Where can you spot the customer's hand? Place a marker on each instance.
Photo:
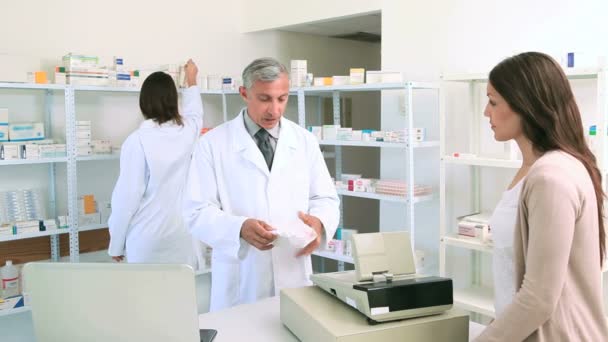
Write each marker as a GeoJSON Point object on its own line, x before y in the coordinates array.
{"type": "Point", "coordinates": [258, 234]}
{"type": "Point", "coordinates": [191, 73]}
{"type": "Point", "coordinates": [314, 223]}
{"type": "Point", "coordinates": [118, 258]}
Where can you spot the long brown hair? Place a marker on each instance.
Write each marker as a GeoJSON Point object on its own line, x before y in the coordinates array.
{"type": "Point", "coordinates": [535, 86]}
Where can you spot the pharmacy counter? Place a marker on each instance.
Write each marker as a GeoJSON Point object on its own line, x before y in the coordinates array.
{"type": "Point", "coordinates": [261, 322]}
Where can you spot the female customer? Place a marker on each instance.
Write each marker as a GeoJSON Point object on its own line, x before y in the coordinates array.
{"type": "Point", "coordinates": [559, 239]}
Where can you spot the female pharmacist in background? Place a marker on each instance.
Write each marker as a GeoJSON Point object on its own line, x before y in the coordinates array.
{"type": "Point", "coordinates": [558, 234]}
{"type": "Point", "coordinates": [146, 224]}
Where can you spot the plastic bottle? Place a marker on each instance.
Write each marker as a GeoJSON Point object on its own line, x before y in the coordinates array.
{"type": "Point", "coordinates": [10, 280]}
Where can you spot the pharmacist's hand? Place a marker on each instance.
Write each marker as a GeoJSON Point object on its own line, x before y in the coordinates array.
{"type": "Point", "coordinates": [258, 234]}
{"type": "Point", "coordinates": [314, 223]}
{"type": "Point", "coordinates": [191, 72]}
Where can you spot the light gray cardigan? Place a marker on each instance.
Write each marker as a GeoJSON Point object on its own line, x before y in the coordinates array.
{"type": "Point", "coordinates": [557, 258]}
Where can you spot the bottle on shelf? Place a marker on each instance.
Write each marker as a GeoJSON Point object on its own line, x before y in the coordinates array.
{"type": "Point", "coordinates": [10, 280]}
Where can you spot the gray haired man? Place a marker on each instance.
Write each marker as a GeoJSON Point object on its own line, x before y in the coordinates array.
{"type": "Point", "coordinates": [252, 179]}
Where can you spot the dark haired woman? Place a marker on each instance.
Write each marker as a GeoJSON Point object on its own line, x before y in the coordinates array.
{"type": "Point", "coordinates": [146, 224]}
{"type": "Point", "coordinates": [558, 238]}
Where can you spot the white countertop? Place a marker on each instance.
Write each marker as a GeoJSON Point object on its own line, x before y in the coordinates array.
{"type": "Point", "coordinates": [261, 321]}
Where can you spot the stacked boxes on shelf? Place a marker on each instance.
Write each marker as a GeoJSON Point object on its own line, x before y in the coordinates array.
{"type": "Point", "coordinates": [476, 226]}
{"type": "Point", "coordinates": [22, 212]}
{"type": "Point", "coordinates": [84, 70]}
{"type": "Point", "coordinates": [356, 183]}
{"type": "Point", "coordinates": [335, 132]}
{"type": "Point", "coordinates": [83, 138]}
{"type": "Point", "coordinates": [87, 211]}
{"type": "Point", "coordinates": [342, 244]}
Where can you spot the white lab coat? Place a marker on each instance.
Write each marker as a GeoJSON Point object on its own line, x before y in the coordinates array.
{"type": "Point", "coordinates": [229, 182]}
{"type": "Point", "coordinates": [146, 223]}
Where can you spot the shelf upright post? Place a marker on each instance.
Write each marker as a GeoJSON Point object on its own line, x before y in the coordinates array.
{"type": "Point", "coordinates": [48, 129]}
{"type": "Point", "coordinates": [72, 177]}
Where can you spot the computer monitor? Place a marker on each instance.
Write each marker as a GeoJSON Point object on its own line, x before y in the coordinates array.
{"type": "Point", "coordinates": [112, 302]}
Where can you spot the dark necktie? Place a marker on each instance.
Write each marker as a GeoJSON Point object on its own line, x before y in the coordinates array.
{"type": "Point", "coordinates": [264, 144]}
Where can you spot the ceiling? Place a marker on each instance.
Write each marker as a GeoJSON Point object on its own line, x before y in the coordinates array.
{"type": "Point", "coordinates": [366, 27]}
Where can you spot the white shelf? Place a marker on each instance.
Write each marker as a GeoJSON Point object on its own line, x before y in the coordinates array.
{"type": "Point", "coordinates": [367, 87]}
{"type": "Point", "coordinates": [18, 85]}
{"type": "Point", "coordinates": [571, 73]}
{"type": "Point", "coordinates": [33, 161]}
{"type": "Point", "coordinates": [380, 197]}
{"type": "Point", "coordinates": [33, 235]}
{"type": "Point", "coordinates": [468, 243]}
{"type": "Point", "coordinates": [334, 256]}
{"type": "Point", "coordinates": [106, 88]}
{"type": "Point", "coordinates": [93, 227]}
{"type": "Point", "coordinates": [219, 92]}
{"type": "Point", "coordinates": [476, 299]}
{"type": "Point", "coordinates": [476, 161]}
{"type": "Point", "coordinates": [103, 156]}
{"type": "Point", "coordinates": [377, 144]}
{"type": "Point", "coordinates": [14, 311]}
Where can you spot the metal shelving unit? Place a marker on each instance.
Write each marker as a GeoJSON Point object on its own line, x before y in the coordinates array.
{"type": "Point", "coordinates": [477, 298]}
{"type": "Point", "coordinates": [48, 92]}
{"type": "Point", "coordinates": [335, 92]}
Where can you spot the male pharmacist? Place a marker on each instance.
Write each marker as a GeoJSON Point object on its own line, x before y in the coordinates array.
{"type": "Point", "coordinates": [257, 186]}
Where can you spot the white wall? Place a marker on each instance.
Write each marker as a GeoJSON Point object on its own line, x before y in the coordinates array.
{"type": "Point", "coordinates": [426, 39]}
{"type": "Point", "coordinates": [272, 14]}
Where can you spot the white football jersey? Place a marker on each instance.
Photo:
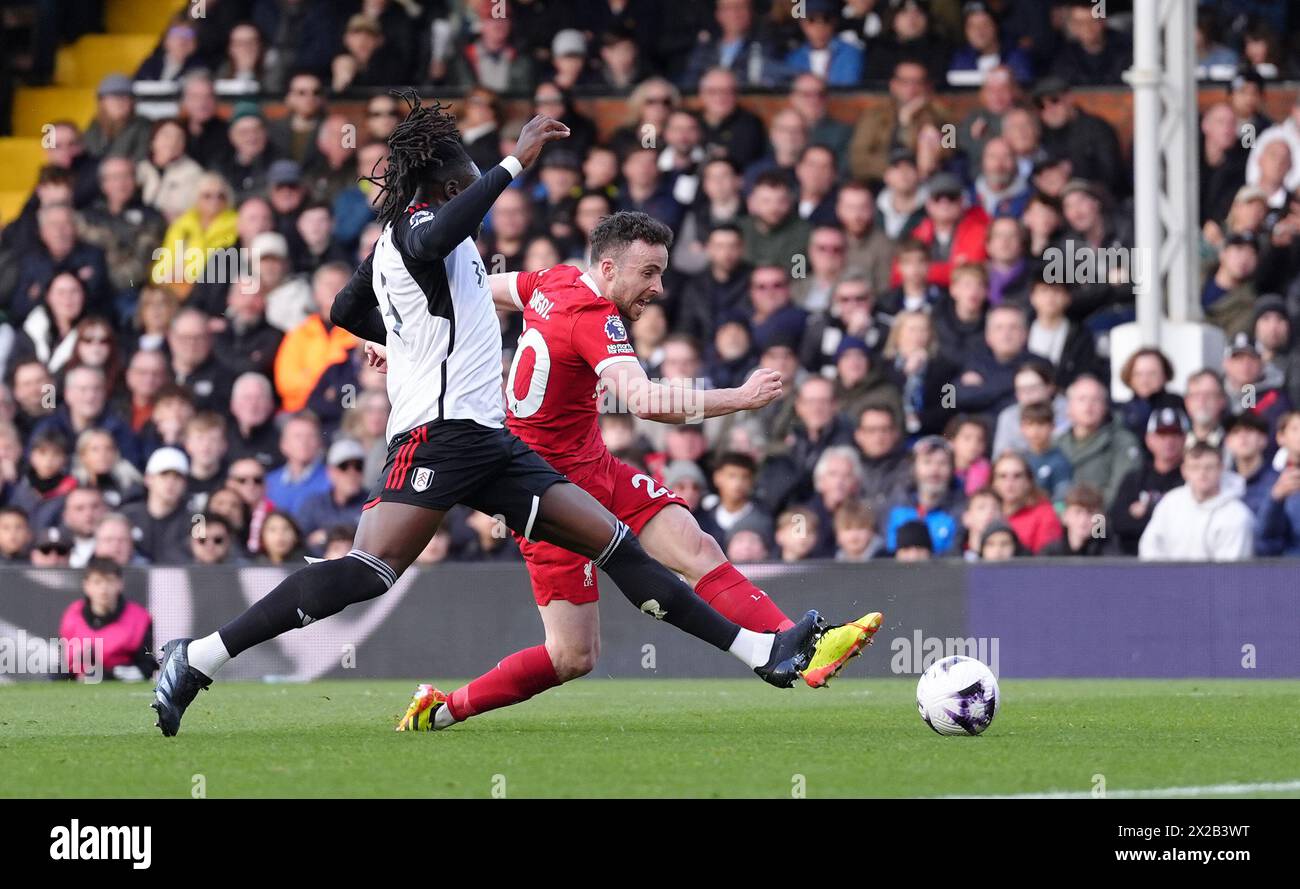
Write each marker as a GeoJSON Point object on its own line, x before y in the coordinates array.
{"type": "Point", "coordinates": [443, 338]}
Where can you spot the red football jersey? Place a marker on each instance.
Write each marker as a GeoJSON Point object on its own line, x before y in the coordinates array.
{"type": "Point", "coordinates": [571, 334]}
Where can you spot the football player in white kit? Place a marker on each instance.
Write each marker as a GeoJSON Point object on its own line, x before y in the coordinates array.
{"type": "Point", "coordinates": [424, 294]}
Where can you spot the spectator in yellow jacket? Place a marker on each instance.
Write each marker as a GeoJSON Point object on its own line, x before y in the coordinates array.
{"type": "Point", "coordinates": [315, 345]}
{"type": "Point", "coordinates": [207, 226]}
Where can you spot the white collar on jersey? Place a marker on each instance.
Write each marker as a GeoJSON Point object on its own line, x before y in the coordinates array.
{"type": "Point", "coordinates": [590, 282]}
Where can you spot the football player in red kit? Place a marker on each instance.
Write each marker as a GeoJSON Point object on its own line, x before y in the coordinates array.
{"type": "Point", "coordinates": [572, 360]}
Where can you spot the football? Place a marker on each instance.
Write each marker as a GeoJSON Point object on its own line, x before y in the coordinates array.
{"type": "Point", "coordinates": [957, 695]}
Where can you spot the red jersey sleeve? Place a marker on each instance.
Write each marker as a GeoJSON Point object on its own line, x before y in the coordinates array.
{"type": "Point", "coordinates": [601, 339]}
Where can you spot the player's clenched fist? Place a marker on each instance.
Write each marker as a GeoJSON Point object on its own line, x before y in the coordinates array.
{"type": "Point", "coordinates": [762, 387]}
{"type": "Point", "coordinates": [537, 133]}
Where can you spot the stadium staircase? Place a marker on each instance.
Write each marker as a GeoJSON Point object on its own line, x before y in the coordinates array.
{"type": "Point", "coordinates": [134, 27]}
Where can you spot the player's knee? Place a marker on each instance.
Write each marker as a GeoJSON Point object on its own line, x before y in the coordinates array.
{"type": "Point", "coordinates": [573, 659]}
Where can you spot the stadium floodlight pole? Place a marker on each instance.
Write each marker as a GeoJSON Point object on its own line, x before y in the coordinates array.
{"type": "Point", "coordinates": [1165, 183]}
{"type": "Point", "coordinates": [1145, 79]}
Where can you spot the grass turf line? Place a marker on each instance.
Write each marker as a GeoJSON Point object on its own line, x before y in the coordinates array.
{"type": "Point", "coordinates": [646, 738]}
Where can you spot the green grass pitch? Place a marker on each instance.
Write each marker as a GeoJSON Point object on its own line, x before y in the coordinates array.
{"type": "Point", "coordinates": [649, 738]}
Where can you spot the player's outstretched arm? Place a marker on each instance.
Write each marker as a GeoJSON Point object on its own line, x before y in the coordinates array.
{"type": "Point", "coordinates": [355, 308]}
{"type": "Point", "coordinates": [503, 294]}
{"type": "Point", "coordinates": [460, 217]}
{"type": "Point", "coordinates": [683, 402]}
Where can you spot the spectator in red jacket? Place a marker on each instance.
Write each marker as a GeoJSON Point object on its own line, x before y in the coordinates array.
{"type": "Point", "coordinates": [953, 231]}
{"type": "Point", "coordinates": [1028, 511]}
{"type": "Point", "coordinates": [104, 634]}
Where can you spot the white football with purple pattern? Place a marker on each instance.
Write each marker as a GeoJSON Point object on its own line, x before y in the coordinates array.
{"type": "Point", "coordinates": [957, 695]}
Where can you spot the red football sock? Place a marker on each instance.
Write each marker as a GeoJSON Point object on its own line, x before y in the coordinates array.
{"type": "Point", "coordinates": [735, 598]}
{"type": "Point", "coordinates": [515, 679]}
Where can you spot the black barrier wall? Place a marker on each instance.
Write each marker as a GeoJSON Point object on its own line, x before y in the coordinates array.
{"type": "Point", "coordinates": [1058, 618]}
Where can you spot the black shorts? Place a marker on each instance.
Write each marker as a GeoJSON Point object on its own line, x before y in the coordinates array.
{"type": "Point", "coordinates": [449, 462]}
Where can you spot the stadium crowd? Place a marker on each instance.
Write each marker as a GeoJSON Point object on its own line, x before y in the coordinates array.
{"type": "Point", "coordinates": [169, 400]}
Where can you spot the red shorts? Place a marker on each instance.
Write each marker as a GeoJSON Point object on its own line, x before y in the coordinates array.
{"type": "Point", "coordinates": [629, 494]}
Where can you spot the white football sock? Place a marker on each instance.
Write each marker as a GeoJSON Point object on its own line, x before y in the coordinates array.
{"type": "Point", "coordinates": [208, 654]}
{"type": "Point", "coordinates": [754, 649]}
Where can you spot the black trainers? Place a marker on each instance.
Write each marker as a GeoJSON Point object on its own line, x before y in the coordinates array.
{"type": "Point", "coordinates": [177, 685]}
{"type": "Point", "coordinates": [792, 651]}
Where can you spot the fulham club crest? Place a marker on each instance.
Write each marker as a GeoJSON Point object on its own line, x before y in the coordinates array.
{"type": "Point", "coordinates": [421, 480]}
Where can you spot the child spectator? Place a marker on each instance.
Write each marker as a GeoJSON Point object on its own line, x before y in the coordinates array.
{"type": "Point", "coordinates": [856, 533]}
{"type": "Point", "coordinates": [1051, 468]}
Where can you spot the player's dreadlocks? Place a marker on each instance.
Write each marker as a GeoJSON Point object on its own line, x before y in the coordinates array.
{"type": "Point", "coordinates": [424, 142]}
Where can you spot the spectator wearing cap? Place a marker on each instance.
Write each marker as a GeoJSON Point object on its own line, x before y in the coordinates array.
{"type": "Point", "coordinates": [1246, 446]}
{"type": "Point", "coordinates": [934, 498]}
{"type": "Point", "coordinates": [896, 124]}
{"type": "Point", "coordinates": [287, 296]}
{"type": "Point", "coordinates": [837, 60]}
{"type": "Point", "coordinates": [303, 473]}
{"type": "Point", "coordinates": [313, 345]}
{"type": "Point", "coordinates": [732, 44]}
{"type": "Point", "coordinates": [247, 341]}
{"type": "Point", "coordinates": [1093, 235]}
{"type": "Point", "coordinates": [885, 468]}
{"type": "Point", "coordinates": [1093, 55]}
{"type": "Point", "coordinates": [1252, 386]}
{"type": "Point", "coordinates": [103, 620]}
{"type": "Point", "coordinates": [202, 230]}
{"type": "Point", "coordinates": [1272, 332]}
{"type": "Point", "coordinates": [14, 536]}
{"type": "Point", "coordinates": [1088, 141]}
{"type": "Point", "coordinates": [117, 130]}
{"type": "Point", "coordinates": [850, 313]}
{"type": "Point", "coordinates": [913, 542]}
{"type": "Point", "coordinates": [909, 37]}
{"type": "Point", "coordinates": [51, 550]}
{"type": "Point", "coordinates": [984, 50]}
{"type": "Point", "coordinates": [1083, 521]}
{"type": "Point", "coordinates": [492, 60]}
{"type": "Point", "coordinates": [1229, 293]}
{"type": "Point", "coordinates": [1246, 98]}
{"type": "Point", "coordinates": [160, 524]}
{"type": "Point", "coordinates": [294, 134]}
{"type": "Point", "coordinates": [1203, 520]}
{"type": "Point", "coordinates": [1161, 472]}
{"type": "Point", "coordinates": [1222, 161]}
{"type": "Point", "coordinates": [1286, 133]}
{"type": "Point", "coordinates": [124, 226]}
{"type": "Point", "coordinates": [1147, 373]}
{"type": "Point", "coordinates": [735, 476]}
{"type": "Point", "coordinates": [901, 204]}
{"type": "Point", "coordinates": [194, 363]}
{"type": "Point", "coordinates": [251, 151]}
{"type": "Point", "coordinates": [953, 231]}
{"type": "Point", "coordinates": [176, 53]}
{"type": "Point", "coordinates": [342, 503]}
{"type": "Point", "coordinates": [774, 231]}
{"type": "Point", "coordinates": [729, 130]}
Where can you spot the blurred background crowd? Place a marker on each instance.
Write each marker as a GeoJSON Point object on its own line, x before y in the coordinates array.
{"type": "Point", "coordinates": [174, 391]}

-.-.-

== Task instructions ==
Starting at the line that contains "Where can you spot the blurred" and continuing through the end of the data, give each line as one string in a JSON list, skipping any blank lines.

== Answer below ==
[
  "Where can you spot the blurred background crowd? Place a marker on each instance.",
  "Write each marker as a GeoJSON Point object on its own line, x before y in the coordinates array.",
  "{\"type\": \"Point\", \"coordinates\": [174, 391]}"
]